EXTRACT PROVIDED:
▼

Other shortcomings of conventional lateral connection mechanisms are that some may involve relatively complex deployment procedures or reduced access to sections of the main bore below the junction. A need thus exists for improved lateral connection assemblies and methods.
In general, according to one embodiment, a lateral junction apparatus comprises a template having a first continuous inter-engagement member, the template having a bore and a window formed therethrough. A connector has a second continuous inter-engagement member adapted to cooperate with the first continuous inter-engagement member to guide a portion of the connector through the window of the template. The connector and template are in engagement along a first length, and each of the first and second continuous inter-engagement members extend substantially the entire first length.
Other or alternative features will become apparent from the following description, from the drawings, and from the claims.
FIG. 1 is a longitudinal sectional view of an embodiment of a junction assembly including a lateral branch template and lateral branch connector.
FIGS. 2-6 are cross-sectional views of portions along the assembly of the lateral branch connector and lateral template of FIG. 7D.
FIG. 7A is a perspective view of the lateral branch template of FIG. 1, in accordance with an embodiment.
FIGS. 7B and 7C are perspective and side views, respectively, of the lateral branch connector of FIG. 1, in accordance with an embodiment.
FIG. 7D is a perspective view of an assembly of the lateral branch template and the lateral branch connector in an engaged position.
FIG. 8A illustrates a closed, continuous seal path around a lateral window.
FIG. 8B is a perspective view of an embodiment of a lateral branch connector with a sealing element to provide the closed, continuous seal path.
FIG. 9 is a perspective view of another embodiment of a lateral branch template.
FIG. 10 is an isometric illustration in partial section of a lateral branch template having an upper portion cut away to show positioning of a diverter member in the template.
FIG. 11 is an isometric illustration of a lateral branch connector and isolation packers being in assembly with the lateral branch template.
FIG. 12 is an isometric illustration of the lateral branch connector of FIG. 11.
FIG. 13 is an isometric illustration of the diverter member of FIG. 10.
FIG. 14 is a longitudinal sectional view of a lateral branch template, a lateral branch connector engaged in the lateral branch template, a kick-over tool, and an intelligent completions device capable of being carried by the kick-over tool, the intelligent completions device positionable in a lateral branch bore.
FIG. 15 is a longitudinal sectional view of a lateral branch template and a lateral branch connector engaged in the lateral branch template, the lateral branch template having an intervention bore and an offset fluid flow bore, the intervention bore being plugged by a retrievable plug.
FIGS. 16 and 17 are cross-sectional views of portions of the assembly of FIG. 15 at section lines 16—16 and 17—17, respectively.
FIG. 18 is a longitudinal sectional view of a junction assembly having a lateral branch template, a lateral branch connector, a flow conduit, and flow control devices to control fluid flow in the main bore and lateral branch bore through the junction assembly, in accordance with an embodiment.

▲

SET TASKS:
1. Copy the part of the excerpt on lateral junctions that begins at the words "FIG. 7D is a" and stops after the words "of FIG. 11.".
2. In the excerpt on lateral junctions, list every figure that is described as a longitudinal sectional view.

DATA SHOWN:
▼

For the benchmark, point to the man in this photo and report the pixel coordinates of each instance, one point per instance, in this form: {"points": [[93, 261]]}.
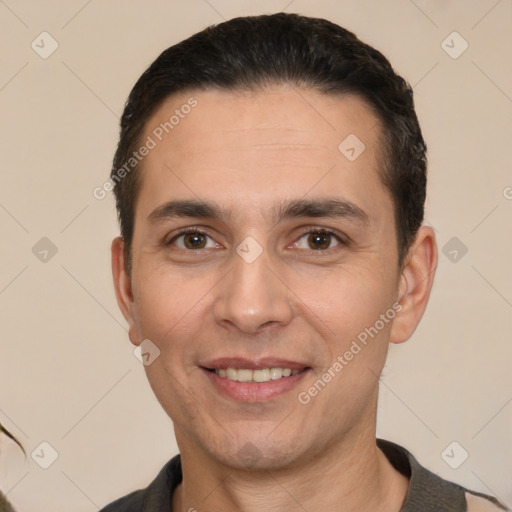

▲

WRITTEN ANSWERS:
1.
FIG. 7D is a perspective view of an assembly of the lateral branch template and the lateral branch connector in an engaged position.
FIG. 8A illustrates a closed, continuous seal path around a lateral window.
FIG. 8B is a perspective view of an embodiment of a lateral branch connector with a sealing element to provide the closed, continuous seal path.
FIG. 9 is a perspective view of another embodiment of a lateral branch template.
FIG. 10 is an isometric illustration in partial section of a lateral branch template having an upper portion cut away to show positioning of a diverter member in the template.
FIG. 11 is an isometric illustration of a lateral branch connector and isolation packers being in assembly with the lateral branch template.
FIG. 12 is an isometric illustration of the lateral branch connector of FIG. 11.

2. FIG. 1, FIG. 14, FIG. 15, FIG. 18